## Records supplied

[start]

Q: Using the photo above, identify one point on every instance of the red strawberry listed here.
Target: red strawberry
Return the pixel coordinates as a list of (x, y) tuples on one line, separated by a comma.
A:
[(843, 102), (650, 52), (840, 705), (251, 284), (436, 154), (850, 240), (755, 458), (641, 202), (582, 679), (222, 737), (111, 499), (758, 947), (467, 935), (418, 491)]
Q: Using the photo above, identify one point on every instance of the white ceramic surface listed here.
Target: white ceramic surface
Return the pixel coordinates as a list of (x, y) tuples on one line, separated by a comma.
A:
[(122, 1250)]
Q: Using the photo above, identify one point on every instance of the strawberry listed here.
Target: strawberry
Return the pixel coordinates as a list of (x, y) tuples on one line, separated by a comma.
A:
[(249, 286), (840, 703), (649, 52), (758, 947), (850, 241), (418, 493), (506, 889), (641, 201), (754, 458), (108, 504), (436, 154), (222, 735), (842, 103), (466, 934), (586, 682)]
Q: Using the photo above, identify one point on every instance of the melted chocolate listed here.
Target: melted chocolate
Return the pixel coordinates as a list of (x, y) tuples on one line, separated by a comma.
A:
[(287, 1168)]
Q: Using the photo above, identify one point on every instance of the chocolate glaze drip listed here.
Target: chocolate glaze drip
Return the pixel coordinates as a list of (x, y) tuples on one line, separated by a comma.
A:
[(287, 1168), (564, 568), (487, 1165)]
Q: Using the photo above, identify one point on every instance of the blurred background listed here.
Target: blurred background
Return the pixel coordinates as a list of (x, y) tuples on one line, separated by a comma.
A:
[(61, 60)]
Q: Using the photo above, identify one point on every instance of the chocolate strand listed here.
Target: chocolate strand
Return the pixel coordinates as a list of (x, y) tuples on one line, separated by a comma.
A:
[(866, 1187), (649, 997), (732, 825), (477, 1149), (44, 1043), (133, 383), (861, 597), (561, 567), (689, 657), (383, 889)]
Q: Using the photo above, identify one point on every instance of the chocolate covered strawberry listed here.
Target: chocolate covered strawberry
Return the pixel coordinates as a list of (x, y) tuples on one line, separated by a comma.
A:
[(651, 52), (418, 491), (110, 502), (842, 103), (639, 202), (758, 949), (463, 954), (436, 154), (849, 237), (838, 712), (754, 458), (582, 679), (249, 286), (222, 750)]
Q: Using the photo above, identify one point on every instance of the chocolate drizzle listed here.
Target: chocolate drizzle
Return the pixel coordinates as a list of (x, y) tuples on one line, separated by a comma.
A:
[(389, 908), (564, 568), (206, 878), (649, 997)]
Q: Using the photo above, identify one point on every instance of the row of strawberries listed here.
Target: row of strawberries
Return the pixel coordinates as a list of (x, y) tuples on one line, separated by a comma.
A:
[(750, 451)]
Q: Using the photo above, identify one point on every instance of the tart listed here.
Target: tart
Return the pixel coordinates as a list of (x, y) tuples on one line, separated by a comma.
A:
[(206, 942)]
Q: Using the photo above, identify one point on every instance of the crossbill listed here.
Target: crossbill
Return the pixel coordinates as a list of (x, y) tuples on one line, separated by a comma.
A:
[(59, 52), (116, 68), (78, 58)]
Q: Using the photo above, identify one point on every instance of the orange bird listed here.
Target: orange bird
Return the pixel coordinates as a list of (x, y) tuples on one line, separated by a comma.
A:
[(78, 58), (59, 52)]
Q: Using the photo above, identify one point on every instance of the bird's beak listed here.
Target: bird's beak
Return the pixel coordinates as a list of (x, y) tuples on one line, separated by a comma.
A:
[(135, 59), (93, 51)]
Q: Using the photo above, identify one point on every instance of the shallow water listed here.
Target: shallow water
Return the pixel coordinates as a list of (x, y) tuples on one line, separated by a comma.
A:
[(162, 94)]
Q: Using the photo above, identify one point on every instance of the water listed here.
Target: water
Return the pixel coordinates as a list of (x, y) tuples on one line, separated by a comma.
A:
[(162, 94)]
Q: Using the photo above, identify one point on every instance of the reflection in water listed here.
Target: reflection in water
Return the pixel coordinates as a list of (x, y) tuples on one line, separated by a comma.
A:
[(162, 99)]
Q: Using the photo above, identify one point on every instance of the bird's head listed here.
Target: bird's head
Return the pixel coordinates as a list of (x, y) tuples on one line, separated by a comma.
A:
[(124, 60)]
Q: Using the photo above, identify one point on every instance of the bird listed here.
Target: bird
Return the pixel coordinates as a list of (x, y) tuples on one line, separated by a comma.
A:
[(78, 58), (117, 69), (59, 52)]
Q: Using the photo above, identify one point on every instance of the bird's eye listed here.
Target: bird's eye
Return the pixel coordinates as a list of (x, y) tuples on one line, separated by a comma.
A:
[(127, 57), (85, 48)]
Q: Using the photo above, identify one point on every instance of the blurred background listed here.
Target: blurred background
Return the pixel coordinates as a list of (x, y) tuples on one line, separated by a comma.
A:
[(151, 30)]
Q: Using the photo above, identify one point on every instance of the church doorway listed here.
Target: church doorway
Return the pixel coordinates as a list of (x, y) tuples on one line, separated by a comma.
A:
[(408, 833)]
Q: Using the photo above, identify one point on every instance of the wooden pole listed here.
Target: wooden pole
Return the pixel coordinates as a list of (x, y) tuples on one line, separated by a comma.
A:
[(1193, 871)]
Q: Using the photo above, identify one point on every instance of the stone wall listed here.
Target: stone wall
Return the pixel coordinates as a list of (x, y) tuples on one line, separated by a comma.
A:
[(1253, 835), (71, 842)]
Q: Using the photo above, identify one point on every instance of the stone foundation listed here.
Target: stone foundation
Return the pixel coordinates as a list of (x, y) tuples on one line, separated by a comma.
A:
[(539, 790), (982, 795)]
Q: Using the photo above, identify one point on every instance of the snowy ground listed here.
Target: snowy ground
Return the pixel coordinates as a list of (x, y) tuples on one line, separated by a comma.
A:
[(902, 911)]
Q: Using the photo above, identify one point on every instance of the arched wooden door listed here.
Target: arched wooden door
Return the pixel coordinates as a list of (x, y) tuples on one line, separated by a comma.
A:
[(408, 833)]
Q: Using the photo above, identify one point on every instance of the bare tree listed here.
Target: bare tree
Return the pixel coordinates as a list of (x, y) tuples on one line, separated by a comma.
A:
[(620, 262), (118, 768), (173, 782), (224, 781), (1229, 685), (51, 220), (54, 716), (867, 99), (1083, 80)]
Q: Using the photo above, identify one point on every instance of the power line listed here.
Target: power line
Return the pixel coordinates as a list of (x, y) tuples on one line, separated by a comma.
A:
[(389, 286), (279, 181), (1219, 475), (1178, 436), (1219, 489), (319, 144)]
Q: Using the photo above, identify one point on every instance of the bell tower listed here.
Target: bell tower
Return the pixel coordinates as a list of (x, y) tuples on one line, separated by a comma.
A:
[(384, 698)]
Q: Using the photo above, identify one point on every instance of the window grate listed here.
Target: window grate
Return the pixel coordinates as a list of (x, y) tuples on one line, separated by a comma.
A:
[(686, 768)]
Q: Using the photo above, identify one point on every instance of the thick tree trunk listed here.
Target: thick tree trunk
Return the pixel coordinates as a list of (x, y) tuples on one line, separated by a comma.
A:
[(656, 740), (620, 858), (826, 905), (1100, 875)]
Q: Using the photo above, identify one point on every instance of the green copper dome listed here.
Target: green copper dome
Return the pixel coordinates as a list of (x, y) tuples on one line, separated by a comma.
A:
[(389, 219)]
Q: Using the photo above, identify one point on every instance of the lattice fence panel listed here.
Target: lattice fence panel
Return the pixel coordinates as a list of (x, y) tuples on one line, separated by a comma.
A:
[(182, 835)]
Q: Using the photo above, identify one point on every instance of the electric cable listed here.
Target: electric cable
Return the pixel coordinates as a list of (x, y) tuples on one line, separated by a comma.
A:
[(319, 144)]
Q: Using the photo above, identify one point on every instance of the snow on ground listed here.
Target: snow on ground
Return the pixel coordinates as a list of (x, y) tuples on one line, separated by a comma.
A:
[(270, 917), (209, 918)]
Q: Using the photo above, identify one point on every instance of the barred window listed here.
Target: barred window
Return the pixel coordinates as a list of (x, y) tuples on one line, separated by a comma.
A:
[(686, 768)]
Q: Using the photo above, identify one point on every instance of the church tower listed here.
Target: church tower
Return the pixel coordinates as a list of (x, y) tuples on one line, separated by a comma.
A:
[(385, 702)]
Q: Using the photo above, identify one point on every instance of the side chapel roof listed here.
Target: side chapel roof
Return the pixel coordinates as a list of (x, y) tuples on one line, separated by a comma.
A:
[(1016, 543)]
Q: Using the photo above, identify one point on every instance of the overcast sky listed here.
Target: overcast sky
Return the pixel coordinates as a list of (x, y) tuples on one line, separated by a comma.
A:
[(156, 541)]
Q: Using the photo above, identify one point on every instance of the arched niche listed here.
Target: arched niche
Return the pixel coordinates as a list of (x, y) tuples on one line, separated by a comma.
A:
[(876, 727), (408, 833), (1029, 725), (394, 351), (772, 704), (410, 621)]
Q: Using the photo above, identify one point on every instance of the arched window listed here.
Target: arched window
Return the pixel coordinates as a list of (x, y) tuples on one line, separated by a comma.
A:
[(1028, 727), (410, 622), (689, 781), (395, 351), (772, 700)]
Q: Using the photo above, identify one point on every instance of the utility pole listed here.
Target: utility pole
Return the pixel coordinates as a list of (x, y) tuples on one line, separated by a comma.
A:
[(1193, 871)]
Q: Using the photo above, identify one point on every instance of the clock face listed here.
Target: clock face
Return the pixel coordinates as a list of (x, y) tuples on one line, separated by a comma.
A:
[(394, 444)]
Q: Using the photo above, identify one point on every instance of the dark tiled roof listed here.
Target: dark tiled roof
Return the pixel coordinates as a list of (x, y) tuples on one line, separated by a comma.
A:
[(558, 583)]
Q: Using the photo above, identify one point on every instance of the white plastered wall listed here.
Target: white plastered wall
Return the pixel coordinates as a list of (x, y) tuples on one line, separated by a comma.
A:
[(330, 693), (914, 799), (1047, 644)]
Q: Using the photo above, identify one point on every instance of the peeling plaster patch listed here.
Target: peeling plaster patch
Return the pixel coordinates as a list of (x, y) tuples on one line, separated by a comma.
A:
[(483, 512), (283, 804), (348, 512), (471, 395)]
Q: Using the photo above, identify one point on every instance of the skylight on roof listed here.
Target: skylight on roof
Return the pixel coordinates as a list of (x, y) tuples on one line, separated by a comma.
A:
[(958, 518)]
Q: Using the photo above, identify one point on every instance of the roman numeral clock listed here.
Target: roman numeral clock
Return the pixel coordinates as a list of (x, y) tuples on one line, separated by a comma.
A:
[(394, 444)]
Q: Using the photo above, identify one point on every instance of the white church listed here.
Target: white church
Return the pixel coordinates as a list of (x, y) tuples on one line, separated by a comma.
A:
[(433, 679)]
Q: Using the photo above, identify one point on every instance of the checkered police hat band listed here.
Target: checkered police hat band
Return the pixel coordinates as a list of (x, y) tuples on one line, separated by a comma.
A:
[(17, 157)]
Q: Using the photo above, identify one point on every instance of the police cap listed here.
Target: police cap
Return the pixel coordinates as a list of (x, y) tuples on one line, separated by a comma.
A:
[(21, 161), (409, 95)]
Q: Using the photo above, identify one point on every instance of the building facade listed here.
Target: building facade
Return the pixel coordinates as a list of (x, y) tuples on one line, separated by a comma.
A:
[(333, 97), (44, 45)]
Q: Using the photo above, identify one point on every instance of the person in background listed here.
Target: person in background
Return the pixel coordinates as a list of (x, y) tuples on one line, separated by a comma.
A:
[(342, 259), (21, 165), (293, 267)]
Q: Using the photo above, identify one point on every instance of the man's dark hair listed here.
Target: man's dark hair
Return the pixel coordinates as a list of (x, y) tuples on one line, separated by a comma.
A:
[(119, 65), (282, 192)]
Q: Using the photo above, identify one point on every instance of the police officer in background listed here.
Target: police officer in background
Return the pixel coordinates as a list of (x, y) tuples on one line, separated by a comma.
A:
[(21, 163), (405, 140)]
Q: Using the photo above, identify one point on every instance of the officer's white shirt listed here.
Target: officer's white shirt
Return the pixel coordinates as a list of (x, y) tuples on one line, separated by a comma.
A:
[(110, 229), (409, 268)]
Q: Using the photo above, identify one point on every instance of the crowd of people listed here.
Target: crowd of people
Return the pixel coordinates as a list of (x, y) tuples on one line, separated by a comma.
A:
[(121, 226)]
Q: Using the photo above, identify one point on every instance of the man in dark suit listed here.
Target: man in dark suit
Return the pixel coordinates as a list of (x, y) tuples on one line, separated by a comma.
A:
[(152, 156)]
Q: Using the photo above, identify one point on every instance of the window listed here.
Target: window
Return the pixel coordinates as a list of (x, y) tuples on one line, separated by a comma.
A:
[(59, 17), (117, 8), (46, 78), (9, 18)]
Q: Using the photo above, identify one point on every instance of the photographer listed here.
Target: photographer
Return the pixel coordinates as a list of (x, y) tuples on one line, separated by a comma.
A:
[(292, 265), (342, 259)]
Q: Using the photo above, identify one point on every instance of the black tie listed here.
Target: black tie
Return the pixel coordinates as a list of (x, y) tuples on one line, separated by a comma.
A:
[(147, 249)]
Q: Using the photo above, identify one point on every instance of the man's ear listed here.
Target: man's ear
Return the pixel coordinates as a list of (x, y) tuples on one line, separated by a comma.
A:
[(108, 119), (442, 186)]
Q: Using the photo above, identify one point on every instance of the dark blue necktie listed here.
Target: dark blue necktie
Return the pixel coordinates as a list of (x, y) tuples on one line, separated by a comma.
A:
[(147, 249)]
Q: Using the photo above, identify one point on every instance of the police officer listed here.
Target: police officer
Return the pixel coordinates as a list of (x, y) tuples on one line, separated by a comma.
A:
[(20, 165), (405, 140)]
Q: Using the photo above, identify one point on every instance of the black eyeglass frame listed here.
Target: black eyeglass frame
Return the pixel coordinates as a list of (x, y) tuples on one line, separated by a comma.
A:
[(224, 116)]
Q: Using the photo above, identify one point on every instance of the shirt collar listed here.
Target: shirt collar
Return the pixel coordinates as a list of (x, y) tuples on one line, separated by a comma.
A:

[end]

## Task details
Give the lines from the one containing "the window listed here." through the end of the entries again, exactly as written and with no other lines.

## Solution to the problem
Q: Using the photo above, identify one point on every instance of the window listed here.
Target: window
Return the pixel coordinates as a list of (x, y) tuples on one line, separated by a comma.
A:
[(59, 17), (117, 8), (46, 78), (9, 18)]
Q: Using the photo above, identify one point on every instance of the photographer listed here.
Target: photographer
Return the pixel coordinates as a list of (x, y) tuples on one line, separated by a comma.
A:
[(292, 265), (342, 259)]
Q: Using the photo above, identify one point on every instance of the black tie listed here.
Target: black tie
Return the pixel coordinates as a list of (x, y) tuples on one line, separated by a comma.
A:
[(147, 249)]
Q: Using the photo above, identify one point on every instance of the man's ear listed here.
Target: man's ear
Return the pixel coordinates as a list of (x, y) tuples on one line, separated by a comma.
A:
[(108, 119), (442, 186)]
Q: Using the photo above, identify one point on every instance of the dark blue necktie listed here.
Target: dark blue necktie
Return the pixel coordinates as a list of (x, y) tuples on one line, separated by a comma.
A:
[(147, 249)]
Q: Using the photo above, identify one point on every instance of the police officer listed here.
Target: police officer
Return the pixel coordinates as a list of (x, y) tuples on one line, separated by a comma.
A:
[(20, 165), (405, 140)]
Q: Using the photo above, identify one point on every instance of the black eyeglass frame listed here.
Target: black eyeglass frame
Return the pixel coordinates as a list of (x, y) tuples on one line, separated by a comma.
A:
[(224, 116)]
Q: Using the photo above, identify one point on every instance of the shirt collar listed here.
Target: shirt collar
Return the pixel coordinates as a list of (x, y) tuples on one line, separated by a comma.
A:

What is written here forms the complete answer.